Task instructions -
Find the lines below in which the string "glass" occurs. Copy each one.

(Records from a data collection)
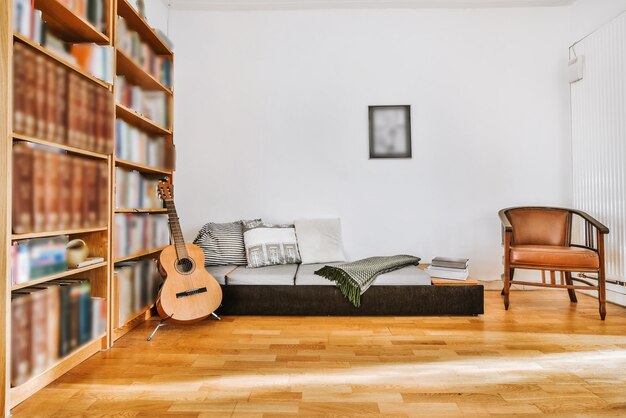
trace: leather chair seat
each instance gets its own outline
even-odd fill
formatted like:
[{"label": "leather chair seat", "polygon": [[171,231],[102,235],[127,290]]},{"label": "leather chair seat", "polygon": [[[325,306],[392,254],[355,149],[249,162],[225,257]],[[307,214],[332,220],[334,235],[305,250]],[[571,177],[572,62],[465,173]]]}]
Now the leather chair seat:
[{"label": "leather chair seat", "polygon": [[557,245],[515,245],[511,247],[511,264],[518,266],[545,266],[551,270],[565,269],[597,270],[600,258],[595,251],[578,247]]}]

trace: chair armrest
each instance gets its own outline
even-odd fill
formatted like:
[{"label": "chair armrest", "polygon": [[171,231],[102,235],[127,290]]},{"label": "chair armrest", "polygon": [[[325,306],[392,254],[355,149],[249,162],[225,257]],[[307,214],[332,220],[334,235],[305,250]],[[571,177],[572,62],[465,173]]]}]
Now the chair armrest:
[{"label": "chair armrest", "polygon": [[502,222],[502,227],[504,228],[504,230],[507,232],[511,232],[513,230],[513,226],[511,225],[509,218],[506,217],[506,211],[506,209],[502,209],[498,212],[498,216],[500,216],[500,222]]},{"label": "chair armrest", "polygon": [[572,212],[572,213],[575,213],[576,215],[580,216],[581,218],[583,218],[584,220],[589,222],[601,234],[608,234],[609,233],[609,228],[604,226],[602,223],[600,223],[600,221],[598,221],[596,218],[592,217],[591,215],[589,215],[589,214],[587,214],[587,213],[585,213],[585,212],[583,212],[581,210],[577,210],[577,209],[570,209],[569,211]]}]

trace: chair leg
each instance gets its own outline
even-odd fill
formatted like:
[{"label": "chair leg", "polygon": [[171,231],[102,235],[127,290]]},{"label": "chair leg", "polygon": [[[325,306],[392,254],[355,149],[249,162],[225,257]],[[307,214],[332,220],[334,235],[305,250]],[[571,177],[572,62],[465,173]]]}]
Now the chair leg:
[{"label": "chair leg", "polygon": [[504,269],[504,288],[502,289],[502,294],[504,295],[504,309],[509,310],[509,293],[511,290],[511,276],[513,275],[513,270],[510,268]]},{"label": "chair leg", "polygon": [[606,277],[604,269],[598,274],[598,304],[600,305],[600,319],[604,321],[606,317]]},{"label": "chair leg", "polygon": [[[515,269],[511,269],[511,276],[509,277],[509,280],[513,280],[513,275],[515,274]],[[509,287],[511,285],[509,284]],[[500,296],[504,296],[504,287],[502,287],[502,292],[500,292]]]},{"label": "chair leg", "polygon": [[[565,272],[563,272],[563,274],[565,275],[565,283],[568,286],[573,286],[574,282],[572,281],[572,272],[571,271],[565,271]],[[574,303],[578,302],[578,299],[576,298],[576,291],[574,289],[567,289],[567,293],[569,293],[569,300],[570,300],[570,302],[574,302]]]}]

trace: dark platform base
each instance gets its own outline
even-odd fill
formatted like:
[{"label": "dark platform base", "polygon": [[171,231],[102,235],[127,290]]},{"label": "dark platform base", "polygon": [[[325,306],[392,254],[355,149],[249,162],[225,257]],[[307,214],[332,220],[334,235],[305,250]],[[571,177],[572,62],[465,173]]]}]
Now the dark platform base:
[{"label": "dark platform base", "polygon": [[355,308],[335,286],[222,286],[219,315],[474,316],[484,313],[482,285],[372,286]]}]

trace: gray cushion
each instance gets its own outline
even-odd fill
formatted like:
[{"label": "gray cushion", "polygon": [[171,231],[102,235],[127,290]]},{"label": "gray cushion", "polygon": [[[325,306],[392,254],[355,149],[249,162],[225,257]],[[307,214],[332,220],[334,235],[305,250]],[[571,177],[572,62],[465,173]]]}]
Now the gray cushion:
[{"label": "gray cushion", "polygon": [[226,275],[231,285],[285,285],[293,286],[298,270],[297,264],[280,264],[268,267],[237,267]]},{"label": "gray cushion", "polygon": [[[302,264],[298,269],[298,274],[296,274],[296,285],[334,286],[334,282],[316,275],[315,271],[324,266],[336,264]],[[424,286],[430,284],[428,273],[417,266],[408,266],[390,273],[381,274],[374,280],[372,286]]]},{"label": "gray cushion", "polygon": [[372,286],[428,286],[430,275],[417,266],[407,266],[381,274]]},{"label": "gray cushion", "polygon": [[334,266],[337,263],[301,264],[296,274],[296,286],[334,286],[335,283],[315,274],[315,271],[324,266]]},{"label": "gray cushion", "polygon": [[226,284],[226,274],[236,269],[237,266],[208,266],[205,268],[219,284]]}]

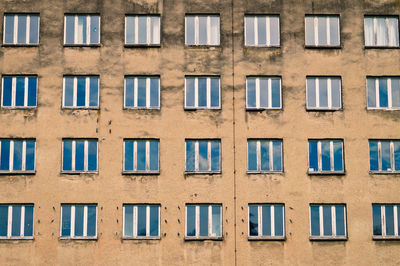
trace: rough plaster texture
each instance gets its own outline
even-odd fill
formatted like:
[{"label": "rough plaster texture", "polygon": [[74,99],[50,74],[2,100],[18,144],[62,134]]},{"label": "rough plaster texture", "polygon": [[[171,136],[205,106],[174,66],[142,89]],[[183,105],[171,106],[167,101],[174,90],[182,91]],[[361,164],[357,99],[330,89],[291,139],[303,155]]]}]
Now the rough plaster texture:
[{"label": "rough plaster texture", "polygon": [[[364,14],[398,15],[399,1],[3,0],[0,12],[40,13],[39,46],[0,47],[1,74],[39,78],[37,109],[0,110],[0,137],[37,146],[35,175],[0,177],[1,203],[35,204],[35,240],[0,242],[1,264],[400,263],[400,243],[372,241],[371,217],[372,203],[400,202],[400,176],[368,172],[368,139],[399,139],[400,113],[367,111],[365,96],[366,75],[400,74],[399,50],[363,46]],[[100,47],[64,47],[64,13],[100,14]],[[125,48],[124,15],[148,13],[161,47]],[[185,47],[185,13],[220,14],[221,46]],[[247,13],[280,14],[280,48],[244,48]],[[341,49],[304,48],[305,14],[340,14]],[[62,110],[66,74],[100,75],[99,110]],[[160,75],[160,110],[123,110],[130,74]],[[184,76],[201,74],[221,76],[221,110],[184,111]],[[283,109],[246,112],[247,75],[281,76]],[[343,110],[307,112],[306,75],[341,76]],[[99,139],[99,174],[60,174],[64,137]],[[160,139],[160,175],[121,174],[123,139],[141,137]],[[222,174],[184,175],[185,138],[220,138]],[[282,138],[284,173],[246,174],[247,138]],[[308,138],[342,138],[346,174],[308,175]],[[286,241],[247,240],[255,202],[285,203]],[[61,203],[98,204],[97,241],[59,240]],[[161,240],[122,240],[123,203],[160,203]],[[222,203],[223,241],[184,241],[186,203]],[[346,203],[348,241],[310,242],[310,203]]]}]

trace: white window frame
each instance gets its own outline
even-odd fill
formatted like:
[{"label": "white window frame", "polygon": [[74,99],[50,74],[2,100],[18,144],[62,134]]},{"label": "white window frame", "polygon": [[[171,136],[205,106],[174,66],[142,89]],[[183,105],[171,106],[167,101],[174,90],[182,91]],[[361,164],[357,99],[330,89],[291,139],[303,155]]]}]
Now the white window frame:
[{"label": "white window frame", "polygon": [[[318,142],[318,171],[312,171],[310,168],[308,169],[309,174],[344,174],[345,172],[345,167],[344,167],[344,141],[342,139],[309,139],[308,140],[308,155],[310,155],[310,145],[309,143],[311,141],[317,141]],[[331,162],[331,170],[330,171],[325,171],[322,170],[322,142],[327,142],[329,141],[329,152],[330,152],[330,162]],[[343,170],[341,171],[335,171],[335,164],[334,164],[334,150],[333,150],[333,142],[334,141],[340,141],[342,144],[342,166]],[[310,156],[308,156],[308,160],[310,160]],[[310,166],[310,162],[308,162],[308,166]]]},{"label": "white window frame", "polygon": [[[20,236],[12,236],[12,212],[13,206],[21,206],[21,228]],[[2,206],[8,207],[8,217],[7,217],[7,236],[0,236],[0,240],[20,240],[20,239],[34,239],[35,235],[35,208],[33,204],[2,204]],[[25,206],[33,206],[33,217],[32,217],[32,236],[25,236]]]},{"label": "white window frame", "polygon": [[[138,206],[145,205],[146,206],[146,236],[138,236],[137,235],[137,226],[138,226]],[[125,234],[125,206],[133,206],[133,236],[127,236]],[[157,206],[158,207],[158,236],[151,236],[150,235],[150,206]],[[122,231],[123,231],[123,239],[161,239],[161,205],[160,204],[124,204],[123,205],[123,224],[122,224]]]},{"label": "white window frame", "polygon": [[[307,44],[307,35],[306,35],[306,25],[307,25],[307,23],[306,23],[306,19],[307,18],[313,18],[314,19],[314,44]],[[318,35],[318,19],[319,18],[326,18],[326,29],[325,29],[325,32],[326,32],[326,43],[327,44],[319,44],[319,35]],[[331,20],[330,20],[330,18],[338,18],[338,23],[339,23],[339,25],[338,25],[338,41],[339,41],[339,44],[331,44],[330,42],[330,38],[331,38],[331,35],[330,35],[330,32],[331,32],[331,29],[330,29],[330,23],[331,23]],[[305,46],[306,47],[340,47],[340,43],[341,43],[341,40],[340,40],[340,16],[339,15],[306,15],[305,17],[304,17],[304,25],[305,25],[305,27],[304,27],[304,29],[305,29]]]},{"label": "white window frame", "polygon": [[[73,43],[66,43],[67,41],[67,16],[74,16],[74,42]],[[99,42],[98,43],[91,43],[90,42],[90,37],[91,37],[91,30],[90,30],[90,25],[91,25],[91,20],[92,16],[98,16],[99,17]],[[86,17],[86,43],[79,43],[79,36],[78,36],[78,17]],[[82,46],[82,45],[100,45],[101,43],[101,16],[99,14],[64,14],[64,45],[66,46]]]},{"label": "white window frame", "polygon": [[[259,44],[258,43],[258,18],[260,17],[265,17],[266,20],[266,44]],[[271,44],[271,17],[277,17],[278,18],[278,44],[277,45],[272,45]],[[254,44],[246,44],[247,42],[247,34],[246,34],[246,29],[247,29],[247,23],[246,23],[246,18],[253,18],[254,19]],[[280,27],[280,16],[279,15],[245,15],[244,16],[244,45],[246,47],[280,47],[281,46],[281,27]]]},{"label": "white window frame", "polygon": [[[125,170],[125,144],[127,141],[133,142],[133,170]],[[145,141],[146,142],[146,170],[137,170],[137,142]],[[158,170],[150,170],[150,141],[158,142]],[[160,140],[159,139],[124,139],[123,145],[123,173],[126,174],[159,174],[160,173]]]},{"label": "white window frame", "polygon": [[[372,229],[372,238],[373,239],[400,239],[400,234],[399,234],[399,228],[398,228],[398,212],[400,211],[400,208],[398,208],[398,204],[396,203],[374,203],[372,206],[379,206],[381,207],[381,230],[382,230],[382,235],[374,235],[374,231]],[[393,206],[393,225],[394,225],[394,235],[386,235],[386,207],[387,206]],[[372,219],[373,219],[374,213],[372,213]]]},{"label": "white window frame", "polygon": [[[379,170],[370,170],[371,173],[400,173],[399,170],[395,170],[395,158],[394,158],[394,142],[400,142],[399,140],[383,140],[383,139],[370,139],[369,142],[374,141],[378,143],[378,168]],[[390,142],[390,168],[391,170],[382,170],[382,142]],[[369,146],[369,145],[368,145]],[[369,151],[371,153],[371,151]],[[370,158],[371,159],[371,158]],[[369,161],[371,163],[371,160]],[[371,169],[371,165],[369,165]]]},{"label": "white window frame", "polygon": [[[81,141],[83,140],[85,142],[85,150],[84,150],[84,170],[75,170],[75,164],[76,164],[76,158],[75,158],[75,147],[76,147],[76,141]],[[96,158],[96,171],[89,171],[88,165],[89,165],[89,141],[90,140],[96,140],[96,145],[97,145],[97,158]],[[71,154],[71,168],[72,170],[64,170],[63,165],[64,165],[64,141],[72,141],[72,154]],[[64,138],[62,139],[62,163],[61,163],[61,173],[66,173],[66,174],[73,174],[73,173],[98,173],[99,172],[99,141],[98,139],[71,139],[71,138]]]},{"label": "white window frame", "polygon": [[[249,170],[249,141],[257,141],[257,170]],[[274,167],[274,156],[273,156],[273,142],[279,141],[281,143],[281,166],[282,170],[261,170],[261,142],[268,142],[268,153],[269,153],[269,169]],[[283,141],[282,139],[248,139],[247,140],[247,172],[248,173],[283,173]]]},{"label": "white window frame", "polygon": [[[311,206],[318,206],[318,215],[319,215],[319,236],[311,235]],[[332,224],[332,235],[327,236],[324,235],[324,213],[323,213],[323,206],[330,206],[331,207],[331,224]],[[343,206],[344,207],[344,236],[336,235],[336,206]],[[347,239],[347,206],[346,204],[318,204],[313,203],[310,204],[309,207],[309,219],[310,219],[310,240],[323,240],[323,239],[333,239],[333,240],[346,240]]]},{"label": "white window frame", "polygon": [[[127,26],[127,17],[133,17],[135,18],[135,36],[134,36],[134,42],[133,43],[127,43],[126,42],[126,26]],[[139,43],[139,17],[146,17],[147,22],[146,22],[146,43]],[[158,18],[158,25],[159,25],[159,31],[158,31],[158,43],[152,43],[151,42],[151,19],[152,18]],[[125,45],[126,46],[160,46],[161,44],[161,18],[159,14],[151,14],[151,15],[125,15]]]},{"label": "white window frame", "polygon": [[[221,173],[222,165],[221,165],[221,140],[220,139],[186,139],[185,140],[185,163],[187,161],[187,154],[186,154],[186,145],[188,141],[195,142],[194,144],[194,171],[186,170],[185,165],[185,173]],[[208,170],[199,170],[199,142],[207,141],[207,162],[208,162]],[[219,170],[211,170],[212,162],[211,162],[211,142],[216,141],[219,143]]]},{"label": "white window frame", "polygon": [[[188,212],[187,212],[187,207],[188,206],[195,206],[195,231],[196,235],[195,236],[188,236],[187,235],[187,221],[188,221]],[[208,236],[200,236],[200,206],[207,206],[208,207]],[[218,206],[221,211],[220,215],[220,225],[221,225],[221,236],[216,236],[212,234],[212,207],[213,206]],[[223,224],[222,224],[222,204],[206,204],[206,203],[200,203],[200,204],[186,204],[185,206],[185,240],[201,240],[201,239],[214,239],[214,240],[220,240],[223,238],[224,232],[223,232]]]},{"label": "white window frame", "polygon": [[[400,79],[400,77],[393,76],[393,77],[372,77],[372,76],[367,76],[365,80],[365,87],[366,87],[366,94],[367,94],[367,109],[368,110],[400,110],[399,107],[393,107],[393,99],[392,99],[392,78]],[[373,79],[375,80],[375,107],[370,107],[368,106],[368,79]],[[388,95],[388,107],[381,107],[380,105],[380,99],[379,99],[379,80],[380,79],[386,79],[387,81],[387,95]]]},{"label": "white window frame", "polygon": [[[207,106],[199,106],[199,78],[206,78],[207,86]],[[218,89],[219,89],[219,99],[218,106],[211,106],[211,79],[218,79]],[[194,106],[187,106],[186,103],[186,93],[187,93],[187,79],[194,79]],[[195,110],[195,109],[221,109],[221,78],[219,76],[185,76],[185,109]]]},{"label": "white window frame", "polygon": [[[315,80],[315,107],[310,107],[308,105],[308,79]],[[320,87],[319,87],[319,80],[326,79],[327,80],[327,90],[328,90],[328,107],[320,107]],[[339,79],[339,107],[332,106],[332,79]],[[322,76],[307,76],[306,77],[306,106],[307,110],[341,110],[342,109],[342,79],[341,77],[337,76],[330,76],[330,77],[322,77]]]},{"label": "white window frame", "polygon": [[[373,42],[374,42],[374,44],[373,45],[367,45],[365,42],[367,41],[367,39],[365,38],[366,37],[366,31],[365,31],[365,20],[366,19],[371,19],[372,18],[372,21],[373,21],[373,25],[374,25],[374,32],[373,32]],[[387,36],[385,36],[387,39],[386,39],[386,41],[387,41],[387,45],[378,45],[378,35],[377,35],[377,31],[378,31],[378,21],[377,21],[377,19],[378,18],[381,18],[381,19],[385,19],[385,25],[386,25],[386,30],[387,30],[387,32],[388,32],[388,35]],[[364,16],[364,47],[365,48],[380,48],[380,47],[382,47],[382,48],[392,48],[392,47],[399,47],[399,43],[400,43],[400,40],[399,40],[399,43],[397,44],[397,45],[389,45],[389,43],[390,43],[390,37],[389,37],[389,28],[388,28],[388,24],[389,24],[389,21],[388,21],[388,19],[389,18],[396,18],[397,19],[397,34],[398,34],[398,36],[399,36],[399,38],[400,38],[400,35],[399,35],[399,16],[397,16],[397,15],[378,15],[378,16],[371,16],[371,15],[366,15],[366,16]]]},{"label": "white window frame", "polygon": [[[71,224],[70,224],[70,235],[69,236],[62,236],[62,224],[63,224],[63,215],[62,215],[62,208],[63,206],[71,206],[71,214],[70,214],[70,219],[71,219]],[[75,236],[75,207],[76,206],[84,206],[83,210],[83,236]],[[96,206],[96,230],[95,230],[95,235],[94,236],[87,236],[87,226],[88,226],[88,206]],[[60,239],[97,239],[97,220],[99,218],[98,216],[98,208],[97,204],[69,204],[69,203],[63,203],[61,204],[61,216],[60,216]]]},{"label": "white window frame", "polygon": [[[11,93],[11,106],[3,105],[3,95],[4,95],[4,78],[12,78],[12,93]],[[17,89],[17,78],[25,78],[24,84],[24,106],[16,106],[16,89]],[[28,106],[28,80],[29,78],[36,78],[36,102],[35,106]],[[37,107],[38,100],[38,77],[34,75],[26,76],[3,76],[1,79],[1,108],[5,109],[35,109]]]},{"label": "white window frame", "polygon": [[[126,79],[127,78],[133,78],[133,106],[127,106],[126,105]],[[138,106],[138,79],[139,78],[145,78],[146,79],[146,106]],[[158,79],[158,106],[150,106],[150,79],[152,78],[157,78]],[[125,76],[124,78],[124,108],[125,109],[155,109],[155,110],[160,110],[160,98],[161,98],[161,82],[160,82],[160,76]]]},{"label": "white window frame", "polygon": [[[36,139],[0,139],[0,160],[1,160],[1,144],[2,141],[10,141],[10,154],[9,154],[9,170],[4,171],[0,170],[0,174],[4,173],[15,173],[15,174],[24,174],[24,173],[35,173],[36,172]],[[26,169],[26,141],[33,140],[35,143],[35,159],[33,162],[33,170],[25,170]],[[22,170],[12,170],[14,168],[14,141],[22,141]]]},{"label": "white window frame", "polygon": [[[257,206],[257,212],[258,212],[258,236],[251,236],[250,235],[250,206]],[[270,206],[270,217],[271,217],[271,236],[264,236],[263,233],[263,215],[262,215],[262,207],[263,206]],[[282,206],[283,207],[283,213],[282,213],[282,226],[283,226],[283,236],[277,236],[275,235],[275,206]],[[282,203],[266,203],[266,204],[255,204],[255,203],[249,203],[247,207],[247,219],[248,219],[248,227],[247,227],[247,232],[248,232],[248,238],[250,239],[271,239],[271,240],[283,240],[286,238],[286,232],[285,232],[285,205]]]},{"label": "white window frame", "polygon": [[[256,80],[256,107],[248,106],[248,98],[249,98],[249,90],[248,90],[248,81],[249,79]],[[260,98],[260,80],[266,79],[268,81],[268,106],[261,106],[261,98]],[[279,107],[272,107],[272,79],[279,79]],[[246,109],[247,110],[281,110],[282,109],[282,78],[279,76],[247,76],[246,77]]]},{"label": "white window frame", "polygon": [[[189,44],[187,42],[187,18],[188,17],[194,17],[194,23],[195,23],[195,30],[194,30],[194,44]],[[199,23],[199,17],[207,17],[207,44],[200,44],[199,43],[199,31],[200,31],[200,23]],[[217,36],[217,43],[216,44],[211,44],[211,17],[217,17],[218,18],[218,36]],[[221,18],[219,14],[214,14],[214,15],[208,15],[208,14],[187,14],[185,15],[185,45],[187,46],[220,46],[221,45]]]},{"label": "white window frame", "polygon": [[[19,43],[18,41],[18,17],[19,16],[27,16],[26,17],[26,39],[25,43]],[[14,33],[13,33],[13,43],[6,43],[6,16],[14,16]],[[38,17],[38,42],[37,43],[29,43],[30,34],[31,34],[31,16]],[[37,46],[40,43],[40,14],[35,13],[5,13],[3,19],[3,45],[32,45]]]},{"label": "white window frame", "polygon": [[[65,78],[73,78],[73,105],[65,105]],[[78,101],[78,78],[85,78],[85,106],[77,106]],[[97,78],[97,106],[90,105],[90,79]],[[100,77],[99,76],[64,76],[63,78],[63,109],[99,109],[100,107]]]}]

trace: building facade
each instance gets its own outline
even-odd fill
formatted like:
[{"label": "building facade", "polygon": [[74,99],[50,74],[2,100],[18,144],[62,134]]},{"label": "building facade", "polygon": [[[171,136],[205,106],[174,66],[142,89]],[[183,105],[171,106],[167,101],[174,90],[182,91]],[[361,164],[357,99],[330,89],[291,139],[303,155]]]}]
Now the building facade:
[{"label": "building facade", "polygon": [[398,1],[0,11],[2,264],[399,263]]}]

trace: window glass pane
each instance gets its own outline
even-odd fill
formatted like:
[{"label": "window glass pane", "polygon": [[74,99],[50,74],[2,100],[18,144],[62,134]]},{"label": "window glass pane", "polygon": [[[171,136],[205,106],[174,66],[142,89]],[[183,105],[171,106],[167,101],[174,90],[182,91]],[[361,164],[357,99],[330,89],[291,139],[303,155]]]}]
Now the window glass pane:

Exercise answer -
trace: window glass pane
[{"label": "window glass pane", "polygon": [[74,99],[50,74],[2,100],[18,144],[62,134]]},{"label": "window glass pane", "polygon": [[[171,136],[205,106],[174,66],[142,89]],[[183,105],[171,106],[167,101],[174,90],[182,91]],[[361,164],[357,99],[330,89],[291,139],[303,155]]]}]
Now the window glass pane:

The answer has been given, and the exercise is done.